(Goal) Pick up the news report on the Waller Creek Tunnel Project below and continue it from its final sentence.

Friday, February 18, 2011 by Josh Rosenblatt

Let the digging begin. Council members approved a series of contract authorizations, ordinances, and amendments to prior agreements on Thursday that will at long last enable work to begin on the Waller Creek Tunnel Project.

 

According to city documents, the purpose of the Waller Creek Tunnel is to “provide 100-year storm event flood protection with no out-of-bank or roadway flooding for the lower Waller Creek watershed.” The project is expected to reduce the size of the downtown 100-year floodplain by 28 acres, a significant addition to  the amount of developable land area in the watershed.

 

Watershed Protection Department Deputy Director Joe Pantalion told In Fact Daily after the Council meeting, “We’ve been talking about building this tunnel for 35 years and now we can start digging.” Council approved the current version of the project on March 20, 2008, but there have been several proposals for a tunnel project in the floodplain over the past four decades.

 

The tunnel will be 26-feet in diameter and stretch nearly a mile, from Waterloo Park to Waller Beach.

 

Council Member Sheryl Cole has been the Council leader on redevelopment of the Waller area; before her, Mayor Pro Tem Betty Dunkerley led the charge. In 1998, Mayor (now State Senator) Kirk Watson championed the project.

(Raw records)
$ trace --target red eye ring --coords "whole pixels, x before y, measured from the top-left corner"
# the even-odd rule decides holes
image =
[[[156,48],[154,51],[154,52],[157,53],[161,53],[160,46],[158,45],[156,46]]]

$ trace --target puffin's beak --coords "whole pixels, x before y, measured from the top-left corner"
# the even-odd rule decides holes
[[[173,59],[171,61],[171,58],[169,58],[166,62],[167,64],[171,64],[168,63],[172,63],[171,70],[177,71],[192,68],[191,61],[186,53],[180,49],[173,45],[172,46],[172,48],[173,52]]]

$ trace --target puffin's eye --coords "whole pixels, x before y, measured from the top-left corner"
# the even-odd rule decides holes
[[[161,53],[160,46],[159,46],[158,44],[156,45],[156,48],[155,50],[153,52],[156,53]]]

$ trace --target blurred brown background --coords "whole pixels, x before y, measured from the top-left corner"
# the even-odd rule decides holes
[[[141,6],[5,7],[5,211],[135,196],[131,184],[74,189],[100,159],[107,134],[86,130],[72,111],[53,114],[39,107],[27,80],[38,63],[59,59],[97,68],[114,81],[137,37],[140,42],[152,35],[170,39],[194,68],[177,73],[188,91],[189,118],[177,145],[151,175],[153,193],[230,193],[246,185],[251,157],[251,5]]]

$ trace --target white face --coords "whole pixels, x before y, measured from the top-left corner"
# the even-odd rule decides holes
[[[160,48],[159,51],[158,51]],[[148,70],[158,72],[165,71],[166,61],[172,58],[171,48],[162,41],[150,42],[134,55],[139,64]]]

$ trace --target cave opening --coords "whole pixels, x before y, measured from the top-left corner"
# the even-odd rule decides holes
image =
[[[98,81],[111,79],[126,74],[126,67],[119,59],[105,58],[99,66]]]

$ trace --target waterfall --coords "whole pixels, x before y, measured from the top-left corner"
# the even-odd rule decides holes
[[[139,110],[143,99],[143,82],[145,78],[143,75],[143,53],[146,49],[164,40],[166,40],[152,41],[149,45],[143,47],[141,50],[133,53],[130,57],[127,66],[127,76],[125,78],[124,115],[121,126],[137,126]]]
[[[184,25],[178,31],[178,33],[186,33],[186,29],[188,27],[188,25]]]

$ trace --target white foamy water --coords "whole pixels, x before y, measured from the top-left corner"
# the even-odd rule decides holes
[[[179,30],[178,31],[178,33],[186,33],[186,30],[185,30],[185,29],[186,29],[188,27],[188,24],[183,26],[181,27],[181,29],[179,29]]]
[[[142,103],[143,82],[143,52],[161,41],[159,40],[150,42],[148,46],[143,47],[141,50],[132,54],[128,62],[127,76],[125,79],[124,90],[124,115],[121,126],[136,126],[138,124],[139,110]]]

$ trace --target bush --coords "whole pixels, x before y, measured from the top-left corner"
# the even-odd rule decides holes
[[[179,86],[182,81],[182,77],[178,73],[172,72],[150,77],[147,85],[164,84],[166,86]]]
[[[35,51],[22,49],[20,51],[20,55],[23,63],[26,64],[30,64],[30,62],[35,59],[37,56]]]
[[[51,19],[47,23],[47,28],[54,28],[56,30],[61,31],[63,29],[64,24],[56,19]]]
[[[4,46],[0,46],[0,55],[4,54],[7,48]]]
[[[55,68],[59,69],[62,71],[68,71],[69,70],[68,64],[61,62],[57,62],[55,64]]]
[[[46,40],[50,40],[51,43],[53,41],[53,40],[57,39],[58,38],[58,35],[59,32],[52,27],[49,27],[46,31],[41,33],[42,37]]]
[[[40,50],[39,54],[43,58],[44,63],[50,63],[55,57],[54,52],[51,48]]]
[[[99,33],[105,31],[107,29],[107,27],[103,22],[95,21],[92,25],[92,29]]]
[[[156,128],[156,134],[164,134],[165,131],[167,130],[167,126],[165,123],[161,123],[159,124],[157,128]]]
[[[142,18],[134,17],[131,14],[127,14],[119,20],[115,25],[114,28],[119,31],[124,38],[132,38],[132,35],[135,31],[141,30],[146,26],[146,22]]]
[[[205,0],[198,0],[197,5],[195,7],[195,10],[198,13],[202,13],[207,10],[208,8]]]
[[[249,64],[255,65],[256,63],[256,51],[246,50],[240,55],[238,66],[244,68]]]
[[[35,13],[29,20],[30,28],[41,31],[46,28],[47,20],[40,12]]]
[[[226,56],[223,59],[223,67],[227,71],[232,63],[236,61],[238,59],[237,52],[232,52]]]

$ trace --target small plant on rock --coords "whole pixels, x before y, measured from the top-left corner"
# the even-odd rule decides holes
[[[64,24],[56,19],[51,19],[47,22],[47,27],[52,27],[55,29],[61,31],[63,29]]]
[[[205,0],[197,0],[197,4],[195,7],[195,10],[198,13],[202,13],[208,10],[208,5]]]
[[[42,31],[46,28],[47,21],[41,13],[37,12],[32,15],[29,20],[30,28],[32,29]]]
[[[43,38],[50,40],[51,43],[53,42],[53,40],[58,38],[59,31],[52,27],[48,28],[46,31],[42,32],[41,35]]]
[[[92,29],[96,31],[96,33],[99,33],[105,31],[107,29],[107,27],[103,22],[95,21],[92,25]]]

(Answer)
“The Waller Creek Tunnel Project is a long-term investment in Austin’s future and an opportunity to turn a forgotten, flood-prone creek into a vibrant part of downtown,” Cole said Thursday.  “With flood protection allowing for reduced erosion and hazards, the project is a catalyst for future revitalization.”

 

At the Council work session on Wednesday Pantalion said that during a flood, downtown can “become a river,” so the Waller Creek Tunnel will help save both lives and the watershed. “We consider (the tunnel) among our highest public safety needs from a watershed protection standpoint,” Pantalion said.

 

Pantalion also said the tunnel will help prevent creek erosion and improve water quality.

 

Council also approved an amendment to the project and financing plan of the Waller Creek Tax Increment Financing Reinvestment Zone No. 17, which was created by Council in 2007 to finance the construction of flood control improvements along lower Waller Creek. Among the items updated by that amendment were project design and project cost estimates and the most recent estimates of underlying funding sources that are anticipated to pay for the construction, operation, and maintenance of the tunnel.

 

Council also authorized execution of a construction contract with SJ Louis Construction of Texas for about $50 million and the negotiation and execution of a professional services agreement for just under $1 million with Kleinfelder Central Inc.

 

Project Manager Gary Jackson told In Fact Daily that he expects contract negotiations to take about a month and work on the site by May or June.

 

Developer Perry Lorenz, who owns property in the floodplain, said that the project would do a great deal to improve downtown, despite what critics may say.

 

“I know that some argue that a particular handful of downtown property developers will do better than anybody else — that may be true,” he said. But, he added, those property owners have been paying taxes on Central Business District land for years and putting up with the problems associated with trying to operate businesses and develop property along a creek that was treated like an open sewer. “So, it’s only fair that they benefit.”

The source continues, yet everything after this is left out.